*Job*. Can you change every "Zoom in on" in these lines to "Locate", keep everything else the same, and leave the pictures out of your answer?

── Data records

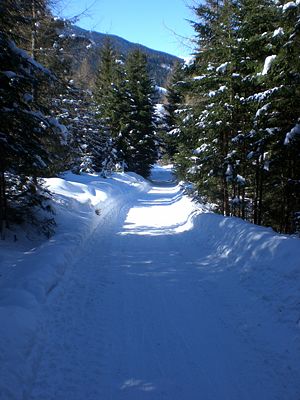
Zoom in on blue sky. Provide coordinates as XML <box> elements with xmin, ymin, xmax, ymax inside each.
<box><xmin>51</xmin><ymin>0</ymin><xmax>194</xmax><ymax>57</ymax></box>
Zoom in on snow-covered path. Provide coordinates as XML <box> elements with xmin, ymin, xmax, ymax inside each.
<box><xmin>27</xmin><ymin>170</ymin><xmax>299</xmax><ymax>400</ymax></box>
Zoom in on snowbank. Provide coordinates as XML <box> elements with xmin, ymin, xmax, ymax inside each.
<box><xmin>0</xmin><ymin>173</ymin><xmax>149</xmax><ymax>400</ymax></box>
<box><xmin>194</xmin><ymin>213</ymin><xmax>300</xmax><ymax>329</ymax></box>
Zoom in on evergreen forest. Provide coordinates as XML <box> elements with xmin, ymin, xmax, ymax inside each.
<box><xmin>0</xmin><ymin>0</ymin><xmax>300</xmax><ymax>238</ymax></box>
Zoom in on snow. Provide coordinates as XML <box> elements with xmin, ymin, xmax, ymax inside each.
<box><xmin>0</xmin><ymin>166</ymin><xmax>300</xmax><ymax>400</ymax></box>
<box><xmin>282</xmin><ymin>1</ymin><xmax>300</xmax><ymax>12</ymax></box>
<box><xmin>216</xmin><ymin>62</ymin><xmax>230</xmax><ymax>74</ymax></box>
<box><xmin>261</xmin><ymin>55</ymin><xmax>276</xmax><ymax>75</ymax></box>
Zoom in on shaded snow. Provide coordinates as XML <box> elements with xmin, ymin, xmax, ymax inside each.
<box><xmin>0</xmin><ymin>166</ymin><xmax>300</xmax><ymax>400</ymax></box>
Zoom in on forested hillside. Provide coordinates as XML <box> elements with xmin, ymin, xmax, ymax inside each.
<box><xmin>63</xmin><ymin>25</ymin><xmax>182</xmax><ymax>89</ymax></box>
<box><xmin>0</xmin><ymin>0</ymin><xmax>300</xmax><ymax>237</ymax></box>
<box><xmin>167</xmin><ymin>0</ymin><xmax>300</xmax><ymax>233</ymax></box>
<box><xmin>0</xmin><ymin>0</ymin><xmax>164</xmax><ymax>238</ymax></box>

────

*Full solution*.
Locate blue sky. Provide coordinates as XML <box> elements with xmin, ymin, xmax, ymax inside each.
<box><xmin>51</xmin><ymin>0</ymin><xmax>194</xmax><ymax>57</ymax></box>
Locate snow-covered path. Provide coordinates as XML <box> elements with xmin, ymin, xmax, ymax inside each.
<box><xmin>27</xmin><ymin>170</ymin><xmax>299</xmax><ymax>400</ymax></box>
Locate snowbank. Provide coordinates as XML <box> elements with xmin, ymin, xmax, ymax inside each.
<box><xmin>0</xmin><ymin>173</ymin><xmax>149</xmax><ymax>400</ymax></box>
<box><xmin>194</xmin><ymin>213</ymin><xmax>300</xmax><ymax>329</ymax></box>
Locate evergreen forest. Provide coordinates as XML <box> elements with xmin, ymin, xmax, ymax inside each.
<box><xmin>0</xmin><ymin>0</ymin><xmax>300</xmax><ymax>238</ymax></box>
Locate snow. Provide coordinates as XML <box> elements with xmin, ymin, xmax, ymax inside each.
<box><xmin>0</xmin><ymin>166</ymin><xmax>300</xmax><ymax>400</ymax></box>
<box><xmin>282</xmin><ymin>1</ymin><xmax>300</xmax><ymax>12</ymax></box>
<box><xmin>216</xmin><ymin>62</ymin><xmax>230</xmax><ymax>74</ymax></box>
<box><xmin>261</xmin><ymin>55</ymin><xmax>276</xmax><ymax>75</ymax></box>
Locate shaded snow. Provide coordinates as XML <box> elements with xmin, ymin, xmax, ymax inside each.
<box><xmin>0</xmin><ymin>166</ymin><xmax>300</xmax><ymax>400</ymax></box>
Locate forested hillside. Provide coordinates as XML <box> elements with xmin, ymin, xmax, ymax inside each.
<box><xmin>63</xmin><ymin>25</ymin><xmax>182</xmax><ymax>89</ymax></box>
<box><xmin>0</xmin><ymin>0</ymin><xmax>300</xmax><ymax>237</ymax></box>
<box><xmin>167</xmin><ymin>0</ymin><xmax>300</xmax><ymax>233</ymax></box>
<box><xmin>0</xmin><ymin>0</ymin><xmax>164</xmax><ymax>238</ymax></box>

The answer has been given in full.